[Items from a data source]
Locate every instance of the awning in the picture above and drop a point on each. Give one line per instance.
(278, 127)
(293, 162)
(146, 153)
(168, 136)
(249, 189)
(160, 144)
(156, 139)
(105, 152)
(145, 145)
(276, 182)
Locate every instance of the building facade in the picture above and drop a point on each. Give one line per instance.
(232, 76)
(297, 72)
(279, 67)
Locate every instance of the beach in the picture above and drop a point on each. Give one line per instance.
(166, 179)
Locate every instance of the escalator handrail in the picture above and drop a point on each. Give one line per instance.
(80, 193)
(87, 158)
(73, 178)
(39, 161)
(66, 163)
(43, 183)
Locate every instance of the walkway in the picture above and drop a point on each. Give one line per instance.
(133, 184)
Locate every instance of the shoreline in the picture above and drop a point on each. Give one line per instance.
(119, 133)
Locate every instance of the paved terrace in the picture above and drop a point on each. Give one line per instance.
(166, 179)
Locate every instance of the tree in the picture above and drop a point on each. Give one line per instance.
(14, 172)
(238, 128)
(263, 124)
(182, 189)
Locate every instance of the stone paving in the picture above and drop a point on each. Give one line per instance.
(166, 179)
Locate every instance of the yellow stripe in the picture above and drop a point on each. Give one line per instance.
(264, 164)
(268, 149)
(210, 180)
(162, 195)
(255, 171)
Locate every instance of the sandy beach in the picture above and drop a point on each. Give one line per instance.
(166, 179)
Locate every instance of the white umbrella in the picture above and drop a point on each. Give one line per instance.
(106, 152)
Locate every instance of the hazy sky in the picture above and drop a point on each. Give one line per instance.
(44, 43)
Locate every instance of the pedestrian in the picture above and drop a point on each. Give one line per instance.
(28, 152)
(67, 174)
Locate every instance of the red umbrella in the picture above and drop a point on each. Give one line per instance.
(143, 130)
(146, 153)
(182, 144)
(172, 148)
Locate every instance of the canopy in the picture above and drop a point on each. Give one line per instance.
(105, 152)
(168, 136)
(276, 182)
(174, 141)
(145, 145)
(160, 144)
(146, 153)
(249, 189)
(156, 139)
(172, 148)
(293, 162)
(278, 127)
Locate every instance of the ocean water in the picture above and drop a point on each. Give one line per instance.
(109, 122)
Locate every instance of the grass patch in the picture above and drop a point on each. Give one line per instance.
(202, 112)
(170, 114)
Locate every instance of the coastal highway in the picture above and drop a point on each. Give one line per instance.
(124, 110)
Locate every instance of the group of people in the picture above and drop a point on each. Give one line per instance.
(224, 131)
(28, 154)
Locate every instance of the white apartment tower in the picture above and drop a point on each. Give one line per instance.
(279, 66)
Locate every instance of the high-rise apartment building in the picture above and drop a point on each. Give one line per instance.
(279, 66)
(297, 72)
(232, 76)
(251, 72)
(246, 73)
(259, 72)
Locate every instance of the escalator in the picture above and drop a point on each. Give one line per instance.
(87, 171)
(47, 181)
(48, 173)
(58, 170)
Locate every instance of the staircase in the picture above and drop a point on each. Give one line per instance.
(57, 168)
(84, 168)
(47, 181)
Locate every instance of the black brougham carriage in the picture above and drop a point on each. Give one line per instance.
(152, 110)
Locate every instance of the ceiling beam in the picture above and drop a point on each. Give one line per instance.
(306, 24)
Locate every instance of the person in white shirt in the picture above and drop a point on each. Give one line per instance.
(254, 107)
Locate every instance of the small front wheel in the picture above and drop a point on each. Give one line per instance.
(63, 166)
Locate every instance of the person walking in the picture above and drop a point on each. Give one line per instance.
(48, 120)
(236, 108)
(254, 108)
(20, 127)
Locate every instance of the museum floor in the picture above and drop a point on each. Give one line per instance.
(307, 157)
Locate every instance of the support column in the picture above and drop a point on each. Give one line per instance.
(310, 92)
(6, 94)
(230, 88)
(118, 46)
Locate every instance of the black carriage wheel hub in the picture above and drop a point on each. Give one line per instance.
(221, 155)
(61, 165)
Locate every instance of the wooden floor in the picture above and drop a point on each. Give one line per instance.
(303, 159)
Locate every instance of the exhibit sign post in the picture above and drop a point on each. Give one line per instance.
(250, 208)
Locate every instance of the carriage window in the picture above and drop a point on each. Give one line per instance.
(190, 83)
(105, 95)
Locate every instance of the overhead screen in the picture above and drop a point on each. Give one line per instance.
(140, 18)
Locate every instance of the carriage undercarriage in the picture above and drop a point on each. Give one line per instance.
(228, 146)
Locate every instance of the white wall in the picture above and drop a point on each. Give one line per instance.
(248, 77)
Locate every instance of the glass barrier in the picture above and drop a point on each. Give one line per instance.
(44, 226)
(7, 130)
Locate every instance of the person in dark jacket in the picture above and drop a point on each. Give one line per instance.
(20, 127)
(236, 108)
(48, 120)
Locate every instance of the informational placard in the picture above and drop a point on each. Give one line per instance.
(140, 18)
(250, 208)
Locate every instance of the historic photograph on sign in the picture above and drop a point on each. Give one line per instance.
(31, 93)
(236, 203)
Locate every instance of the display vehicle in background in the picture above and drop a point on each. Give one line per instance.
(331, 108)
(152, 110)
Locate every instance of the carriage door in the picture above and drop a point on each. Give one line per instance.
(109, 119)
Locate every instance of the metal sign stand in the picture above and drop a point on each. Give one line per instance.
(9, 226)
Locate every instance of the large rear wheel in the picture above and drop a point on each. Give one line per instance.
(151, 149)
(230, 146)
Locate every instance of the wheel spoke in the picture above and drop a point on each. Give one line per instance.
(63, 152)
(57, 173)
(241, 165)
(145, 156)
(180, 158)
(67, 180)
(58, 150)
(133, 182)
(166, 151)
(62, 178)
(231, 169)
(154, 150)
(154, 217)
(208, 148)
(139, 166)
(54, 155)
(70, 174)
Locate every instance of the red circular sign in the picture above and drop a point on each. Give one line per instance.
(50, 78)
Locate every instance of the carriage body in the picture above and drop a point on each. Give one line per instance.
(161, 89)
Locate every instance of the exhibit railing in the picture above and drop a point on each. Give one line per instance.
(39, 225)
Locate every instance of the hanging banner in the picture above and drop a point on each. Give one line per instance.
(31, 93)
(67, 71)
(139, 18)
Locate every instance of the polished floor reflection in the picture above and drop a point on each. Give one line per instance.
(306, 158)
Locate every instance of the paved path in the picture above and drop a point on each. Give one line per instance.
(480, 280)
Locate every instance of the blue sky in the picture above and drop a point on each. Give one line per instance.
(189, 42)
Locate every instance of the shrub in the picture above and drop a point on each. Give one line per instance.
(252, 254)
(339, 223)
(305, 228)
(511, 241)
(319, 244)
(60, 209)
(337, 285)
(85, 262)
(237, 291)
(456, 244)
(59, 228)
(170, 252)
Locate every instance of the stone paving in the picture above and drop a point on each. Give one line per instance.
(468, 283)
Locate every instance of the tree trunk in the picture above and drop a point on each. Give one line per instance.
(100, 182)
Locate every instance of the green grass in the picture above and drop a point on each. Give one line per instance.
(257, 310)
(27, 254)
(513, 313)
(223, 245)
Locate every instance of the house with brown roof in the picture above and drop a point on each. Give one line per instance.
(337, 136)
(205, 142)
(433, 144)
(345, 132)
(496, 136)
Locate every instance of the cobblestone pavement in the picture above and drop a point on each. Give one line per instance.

Work instructions: Pull out each record as written and restate it exactly.

Task response:
Locate every instance of the awning in the picture above and drop a point on each. Give one line per instance.
(278, 127)
(293, 162)
(146, 153)
(168, 136)
(249, 189)
(160, 144)
(156, 139)
(105, 152)
(145, 145)
(276, 182)
Locate every instance of the building facade in the picture above and drop a point on each. Give one line per instance.
(232, 76)
(297, 72)
(279, 67)
Locate every instance of the beach in the picture above and drop a point on each. Give one line per instance.
(166, 179)
Locate every instance of the escalator handrail in the picture above and drop a point on each. Give one line per instance.
(80, 193)
(87, 158)
(73, 178)
(39, 161)
(66, 163)
(43, 183)
Locate every instance of the walkway in the picture above and drop a point on each. Give one line per instance.
(133, 184)
Locate every instance of the shoreline in the picture above and drop a point on each. Give one line per instance.
(119, 133)
Locate every instance of the paved terrace in the picture above and drop a point on each. Give one line per instance.
(166, 179)
Locate every instance of the tree in the picture above and drop a point on each. Give one line per instance.
(14, 172)
(238, 128)
(263, 124)
(182, 189)
Locate every instance of the stone paving in the picture above and drop a point on each. Give one line per instance.
(166, 179)
Locate every instance of the yellow stripe in the picture above and drop a point on each. Give one line per instance.
(264, 164)
(268, 149)
(210, 180)
(162, 195)
(255, 171)
Locate every instance of the sandy beach in the picture above and drop a point on each. Give one line per instance.
(166, 179)
Locate every instance of the white umbrella in the picture above and drop a point on each. Give one line per instance.
(106, 152)
Locate every instance of the hazy sky in the picture above and drop a point on each. Give one line per instance.
(44, 43)
Locate every instance of the pedestrian in the picture above and drop a point on each. Give one line per instance.
(28, 152)
(67, 174)
Locate every instance of the red umbrella in the picture above and drop a point on each. Give one line per instance.
(143, 130)
(146, 153)
(182, 144)
(172, 148)
Locate every instance of the canopy in the picture above and drop a point on each. Give one line per instance.
(105, 152)
(168, 136)
(276, 182)
(174, 141)
(145, 145)
(160, 144)
(146, 153)
(249, 189)
(156, 139)
(172, 148)
(293, 162)
(278, 127)
Locate every instance of the ocean water in the picture above and drop a point on each. Give one line per instance.
(109, 122)
Locate every instance of the grass patch in the picture above and drop a point on each. Give one line per instance.
(202, 112)
(170, 114)
Locate every instance of the coastal highway in the picture above and drop a point on each. Give one line per instance.
(124, 110)
Locate every instance of the group of people in the picture above and drop a point on each. Give one line per instance.
(224, 131)
(28, 154)
Locate every instance of the white apartment tower in the picture above and drop a point on each. Give one line per instance.
(279, 66)
Locate every instance of the high-rise apartment building in the picture above and drop a point on each. Give one line per instance.
(279, 66)
(297, 72)
(232, 76)
(251, 72)
(246, 73)
(259, 72)
Locate every instance of the escalator in the picture above and drop a point on each. Give one line per instance.
(87, 171)
(47, 181)
(48, 173)
(58, 170)
Locate every instance of the staircase in the picture above and drop a point on each. Give one line per instance.
(57, 168)
(84, 168)
(47, 181)
Locate every instance of the black brougham carriage in the picture above and drop a point on each. Give one line per instance.
(152, 110)
Locate every instance of the ceiling beam in the picture above and drop a point on each. Give one line per instance.
(306, 24)
Locate every instance of the person in white shirt in the picture above and drop a point on each. Give one line per instance.
(254, 107)
Locate every instance of the small front wheel in the picture above and drop a point on each. Give one line per instance.
(63, 166)
Locate every instance of the person walking in the picture above and drop a point on each. Give one line per instance.
(48, 120)
(236, 108)
(254, 108)
(20, 127)
Locate every instance of the museum floor in the picture above and drop a point on each. Give one line per instance.
(307, 157)
Locate every instance of the support column in the picture above and drop a point on each. Give one line per instance.
(310, 92)
(6, 94)
(230, 88)
(118, 46)
Locate every instance of the black carriage wheel hub in the picture above and drop a point on each. Give one line per instance.
(221, 155)
(61, 165)
Locate every instance of the wooden floor in the picture above and drop a point on each. Give one line per instance.
(303, 159)
Locate every instance of the exhibit sign post in the picture above and drop a point on each. Give one line per instance.
(250, 208)
Locate every instance of the carriage window in the picture above and drop a point on each. Give one line per instance.
(190, 83)
(105, 95)
Locate every instance of the overhead screen in the picture above and drop a point on each. Give one line per instance.
(140, 18)
Locate every instance of the carriage undercarriage in the picture above and drop a point on each. Give one line per instance.
(228, 146)
Locate every instance of the white wall in the picture above and drop a point on each. Give one line per instance.
(248, 77)
Locate every instance of the glass barrier in the picture above and drop a point on each. Give one line per instance.
(44, 226)
(7, 130)
Locate every instance of the person in dark jacket in the picture above and drop a point on each. Give one line per instance.
(20, 127)
(236, 108)
(48, 120)
Locate every instance of the informational placard in the picture above and drop a point on each. Give one line per instance.
(140, 18)
(250, 208)
Locate every instance of the historic photograph on sign in the picture above and drop a point on each. Give one line per instance.
(31, 93)
(236, 203)
Locate every instance of the display vehicle in background in the picture above and drop a point on each. Give one line per instance.
(331, 108)
(152, 110)
Locate every instance of the carriage door in the picture above and drop a point on each. Give one line per instance.
(109, 119)
Locate every instance of the metal sign stand in the picture above and drop a point on each. Give one line per instance.
(9, 226)
Locate every instance of the large rear wheel in the picture above and drop a point on each. Give one line per instance.
(151, 149)
(230, 146)
Locate every instance of the wheel spoke in the picture above and drop a point on each. Give one line per instance.
(63, 152)
(57, 173)
(241, 165)
(145, 156)
(180, 158)
(67, 180)
(58, 150)
(133, 182)
(166, 151)
(62, 178)
(231, 169)
(154, 150)
(154, 217)
(208, 148)
(139, 166)
(54, 155)
(70, 174)
Locate every instance of the red circular sign in the picture above and drop a point on each. Give one line per instance.
(50, 78)
Locate every instance of the carriage body in the picture above and drop a point on each. Give one line per instance.
(161, 89)
Locate every instance of the exhibit railing in the picture above and drop a point on each. Give one line per instance.
(39, 225)
Locate every instance of the hanging banner in the picture above and drop a point on each. Give one line per instance.
(31, 93)
(67, 71)
(139, 18)
Locate every instance of the polished floor reflection in the picture above and drop a point on each. Give one line per instance.
(306, 158)
Locate every instance of the paved path in the picture above and drop a point on each. Give one line per instance.
(480, 280)
Locate every instance of the blue sky in the picture above and drop a point on each. Give one line per instance.
(189, 42)
Locate every instance of the shrub in the picture above and drop a point on each. Give one line per instance.
(252, 254)
(339, 223)
(305, 228)
(511, 241)
(319, 244)
(60, 209)
(337, 285)
(85, 262)
(237, 291)
(456, 244)
(59, 228)
(170, 252)
Locate every instance of the stone paving in the picture above and drop a point on each. Give one line per instance.
(468, 283)
Locate every instance of the tree trunk in the picture above and drop a point on each. Give one line per instance.
(100, 182)
Locate every instance of the green grass in the picture above and drop a point on each. Give one line per instance.
(257, 310)
(27, 254)
(513, 313)
(223, 245)
Locate every instance of the house with brown roof in the picture above and drop a point on each. Give one line per instance.
(337, 136)
(205, 142)
(433, 144)
(345, 132)
(496, 136)
Locate every instance of the cobblestone pavement in the picture above and drop a point on each. Give one line per instance.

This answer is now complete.